(Exercise prompt):
Check every line of the entries below for the word "rough", and copy the ones that have it.

Dataset records
════════════════════

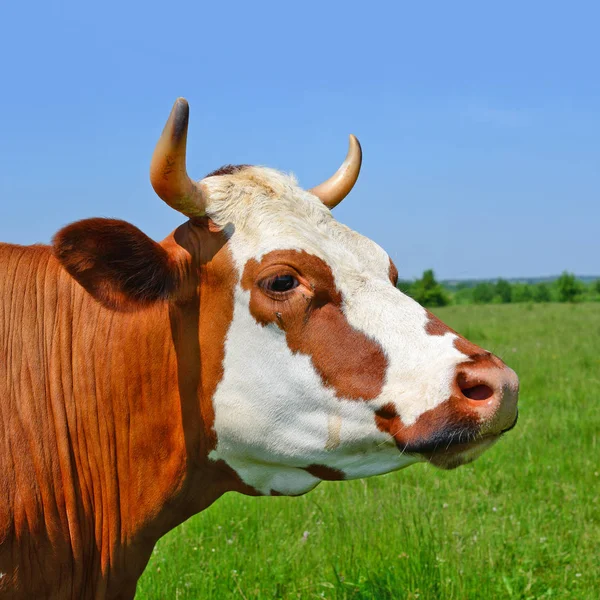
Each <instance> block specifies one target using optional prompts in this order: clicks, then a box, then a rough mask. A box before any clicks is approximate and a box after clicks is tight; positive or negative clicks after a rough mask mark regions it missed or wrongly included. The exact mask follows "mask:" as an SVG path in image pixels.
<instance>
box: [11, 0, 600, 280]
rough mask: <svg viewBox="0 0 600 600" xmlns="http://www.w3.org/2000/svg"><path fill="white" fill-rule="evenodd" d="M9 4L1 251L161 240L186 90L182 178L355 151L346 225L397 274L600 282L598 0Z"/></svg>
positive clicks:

════════════════════

(Exercise result):
Each <instance> block specifies one target using optional prompts in this order: clicks, then a box, then a rough mask. A box before any clicks is approximate and a box after clicks is tight; positive or negative clicks after a rough mask mark regions it missed or wrongly included. The exact mask follows "mask:" as an SVG path in image pixels.
rough mask: <svg viewBox="0 0 600 600" xmlns="http://www.w3.org/2000/svg"><path fill="white" fill-rule="evenodd" d="M9 4L1 251L161 240L186 90L182 178L355 151L346 225L397 274L600 282L598 0Z"/></svg>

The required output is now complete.